■ **TRECHO CITADO**:
== == ==

Não existe nenhum conceito mais complicado com respeito à identidade judaica do que o de Pátria (moledet). Mas uma conexão primal e natural com uma Pátria é a base sobre a qual qualquer identidade nacional é construída.
A conexão ao território supera em importância tanto uma língua nacional em comum, como uma religião e, certamente, um contexto histórico comum. Sem uma conexão primal a uma terra – que é muitas vezes comparada a ligações maternais – a identidade nacional é frágil e vazia.
Mas a identidade nacional judaica, ao mesmo tempo, maravilha e perturba o mundo por sua longa sobrevivência, apesar da fraqueza básica e central do conceito de Pátria que encerra. Mais, a atitude complexa dos judeus com relação à Pátria continua, em certo grau, a alimentar hostilidades anti-semitas.
“Saia da sua terra natal [moledet] e da casa dos seus pais para a terra que Eu te mostrarei”. Esta, a primeira frase dita ao primeiro judeu, foi adotada por muitos judeus ao longo da História, seja como imperativo teológico como por possibilidade existencial e ideológica.
Realmente, Abraão deixou não apenas a sua terra natal e a casa do seu pai. Também deixou a nova terra que lhe foi concedida e desceu para o Egito. E mesmo que tenha finalmente retornado à Terra de Israel, também seu neto Jacó e toda sua prole foram ao Egito e não voltaram à sua terra natal até o fim dos seus dias.
Portanto, o povo judeu não foi forjado na sua Pátria, nem a Torá foi recebida na sua Pátria, mas no deserto – uma região intermediária entre a Diáspora e a Pátria designada. Isto é excepcional: há muito poucas nações cuja identidade física e espiritual não foram forjadas em suas Pátrias. Após a destruição do Primeiro Templo, os exilados na Babilônia cantavam com intensa emoção: “à margem dos rios da Babilônia, sentávamos e chorávamos quando lembrávamos de Sion”. Entretanto, quando após apenas 40 anos, o Rei da Pérsia chamou-os a retornar para suas terras e reconstruir o Templo devastado, apenas alguns deles concordaram em voltar à Terra de Israel. E, antes disso, dirigiram palavras raivosas para seus irmãos que ficaram voluntariamente no exílio.
Durante os 600 anos do periodo do Segundo Templo, mais da metade dos judeus começaram a vagar pelo velho mundo, debilitando o elemento físico da conexão à Terra de Israel. Ainda que a identidade nacional e religiosa judaica não tenham esquecido o elemento de uma terra Pátria, este se tornou virtual. Assim, os judeus também iam reduzindo o valor e a importância do elemento Pátria, presente em outras nações. Viam-se como numa cadeia de pensões e hotéis pelos quais os judeus, hóspedes, passavam um após outro, seja por vontade ou por coerção.

== == ==

■ **TAREFAS**:
[1] Responda "sim" ou "não" para cada afirmação, de acordo com o texto sobre a Pátria na identidade judaica, e cite as palavras exatas do texto que decidem a resposta. (a) A conexão ao território importa mais que uma língua nacional comum. (b) A Torá foi recebida na Terra de Israel. (c) A maioria dos exilados na Babilônia voltou quando o Rei da Pérsia os chamou.
[2] Altere o trecho do texto sobre a Pátria na identidade judaica que começa em "A conexão ao" e segue até "alimentar hostilidades anti-semitas.", substituindo "frágil" por "instável".
[3] Escreva a continuação do texto sobre a Pátria na identidade judaica a partir do ponto em que ele termina.
Os dados que vêm depois não têm relação com o texto sobre a Pátria na identidade judaica.

[Trechos de registros de segmentação]
== == ==

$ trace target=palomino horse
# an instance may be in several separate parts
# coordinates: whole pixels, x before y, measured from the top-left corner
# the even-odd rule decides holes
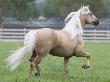
[[[84,51],[82,38],[83,27],[86,24],[98,25],[98,19],[89,10],[89,7],[81,7],[76,11],[70,21],[61,30],[42,28],[28,32],[24,39],[24,46],[9,56],[6,61],[14,70],[21,63],[25,54],[32,51],[30,74],[37,69],[36,75],[40,75],[38,64],[49,53],[53,56],[64,57],[64,71],[68,73],[69,58],[72,56],[86,57],[87,63],[82,68],[90,67],[90,55]]]

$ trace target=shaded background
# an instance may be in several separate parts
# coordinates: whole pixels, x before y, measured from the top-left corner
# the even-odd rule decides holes
[[[110,29],[109,4],[110,0],[0,0],[0,27],[59,29],[70,12],[89,5],[101,21],[98,27],[91,26],[92,29]]]

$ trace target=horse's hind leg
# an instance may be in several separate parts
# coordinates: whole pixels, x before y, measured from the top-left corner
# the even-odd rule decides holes
[[[41,61],[41,57],[39,55],[36,55],[36,57],[34,58],[34,60],[32,61],[31,65],[30,65],[30,75],[32,74],[32,71],[36,68],[37,69],[37,75],[40,75],[40,68],[38,67],[38,64]],[[36,75],[35,74],[35,75]]]
[[[35,73],[35,76],[36,76],[36,77],[37,77],[37,76],[40,76],[40,68],[39,68],[38,65],[36,66],[36,70],[37,70],[37,72]]]
[[[32,56],[31,58],[29,59],[30,62],[32,62],[36,57],[36,50],[34,49],[33,52],[32,52]]]
[[[87,69],[87,68],[90,67],[90,55],[89,55],[89,53],[85,52],[81,48],[79,48],[79,49],[77,48],[75,54],[76,54],[77,57],[86,57],[87,58],[86,64],[84,64],[82,66],[82,68]]]

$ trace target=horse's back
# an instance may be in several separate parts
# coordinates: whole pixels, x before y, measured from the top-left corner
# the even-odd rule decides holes
[[[56,45],[56,39],[55,30],[50,28],[39,29],[37,33],[36,49],[39,53],[45,55]]]

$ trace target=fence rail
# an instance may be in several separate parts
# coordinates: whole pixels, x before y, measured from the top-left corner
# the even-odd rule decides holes
[[[0,29],[0,41],[23,41],[32,29]],[[110,42],[110,30],[84,30],[83,38],[89,42]]]

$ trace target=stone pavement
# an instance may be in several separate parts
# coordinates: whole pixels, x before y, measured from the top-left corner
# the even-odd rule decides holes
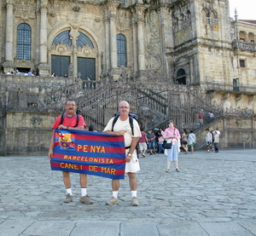
[[[0,157],[0,235],[256,235],[256,150],[179,155],[182,172],[166,173],[163,154],[140,159],[141,205],[131,206],[128,178],[119,203],[107,206],[111,180],[89,176],[92,205],[63,204],[61,173],[46,157]]]

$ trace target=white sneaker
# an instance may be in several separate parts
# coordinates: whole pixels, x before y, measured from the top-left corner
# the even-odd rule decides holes
[[[118,199],[115,199],[112,197],[108,201],[105,203],[105,204],[110,205],[110,204],[117,204],[119,202]]]
[[[140,205],[139,203],[138,203],[138,200],[137,200],[137,199],[136,197],[133,197],[131,199],[131,205],[132,206],[138,206],[138,205]]]

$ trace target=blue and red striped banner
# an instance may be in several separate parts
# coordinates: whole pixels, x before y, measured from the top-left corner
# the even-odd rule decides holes
[[[51,170],[125,178],[124,136],[85,130],[55,130]]]

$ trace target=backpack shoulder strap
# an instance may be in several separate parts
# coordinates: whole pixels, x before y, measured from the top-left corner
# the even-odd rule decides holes
[[[79,122],[79,115],[78,113],[76,113],[76,115],[77,115],[77,124],[74,127],[77,127]]]
[[[61,114],[61,122],[60,122],[59,125],[62,124],[63,120],[64,120],[64,115],[65,115],[65,112]]]
[[[112,123],[112,129],[111,129],[111,131],[113,131],[113,126],[114,126],[114,124],[116,124],[116,122],[117,122],[119,117],[119,116],[117,115],[117,116],[113,118],[113,123]]]
[[[133,129],[133,118],[129,116],[129,123],[130,123],[130,126],[131,128],[131,135],[134,135],[134,129]]]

== == ==

■ **RESPOSTAS**:
[1]
(a) Sim: "A conexão ao território supera em importância tanto uma língua nacional em comum"
(b) Não: "nem a Torá foi recebida na sua Pátria, mas no deserto"
(c) Não: "apenas alguns deles concordaram em voltar à Terra de Israel"

[2]
A conexão ao território supera em importância tanto uma língua nacional em comum, como uma religião e, certamente, um contexto histórico comum. Sem uma conexão primal a uma terra – que é muitas vezes comparada a ligações maternais – a identidade nacional é instável e vazia.
Mas a identidade nacional judaica, ao mesmo tempo, maravilha e perturba o mundo por sua longa sobrevivência, apesar da fraqueza básica e central do conceito de Pátria que encerra. Mais, a atitude complexa dos judeus com relação à Pátria continua, em certo grau, a alimentar hostilidades anti-semitas.

[3]
Os romanos não exilaram os judeus da Terra de Israel após a destruição do Segundo Templo. Qualquer historiador do periodo do Segundo Templo o confirmará. E por 1.500 anos após a desintegração do Império Romano, nenhum romano ou outro adversário foi posicionado nas fronteiras da Terra de Israel para evitar o retorno dos judeus. O mito fraudulento do exílio judeu pelos romanos, profundamente implementado na argumentação pelo direito histórico à terra, não é nem mesmo apoiado na liturgia judaica, que por gerações reiterou: “Por causa dos nossos pecados, fomos de nossa terra para o exílio” – e não que “fomos exilados da nossa terra”.
De fato, os aproximadamente dois milhões de judeus (população estimada) que viviam na Terra de Israel àquele tempo não foram carregados em embarcações romanas e exilados à força. Eles gradualmente deixaram sua Pátria (particularmente após o fracasso de revolta de Shimon Bar Kochba) e se uniram à grande dispersão judaica por todo o mundo antigo.
Através da doutrina de Yavne e seus sábios, a Pátria virtual enraizou-se crescentemente na identidade judaica. A Halachá – lei religiosa judaica – que permitiu que apenas dez judeus formassem o quórum para oração, tornou possível a mais impressionante dispersão nacional da história humana. Não foi apenas uma dispersão histórica. Ela se manteve ativa e dinâmica. E assim permanece até hoje – do Afeganistão, Irã, Buchara e Uzbekistão pela Romênia, Turquia, Iraque até o Yemen e norte da África, toda a bacia do Mediterrâneo, à Rússia com seus povos e satélites, Europa Oriental e Ocidental. E, claro, com a descoberta do continente americano, os judeus também correram para cruzar o Atlântico e se dispersaram pelo Novo Mundo, do norte à Terra do Fogo no sul. Nem África do Sul, Austrália e Nova Zelândia ficaram de fora.
Desde o início do século XIX, quando apenas 5 mil dos 2,5 milhões de judeus do mundo residiam na Terra de Israel (conforme a Enciclopédia Hebraica ), cerca de 80% do povo judeu mudou seu país de residência. Horrorosamente, algumas das vítimas do Holocausto não foram assassinadas nos países em que viviam, mas foram levados à força para serem exterminados em outro país – campos de extermínios sem caráter nacional.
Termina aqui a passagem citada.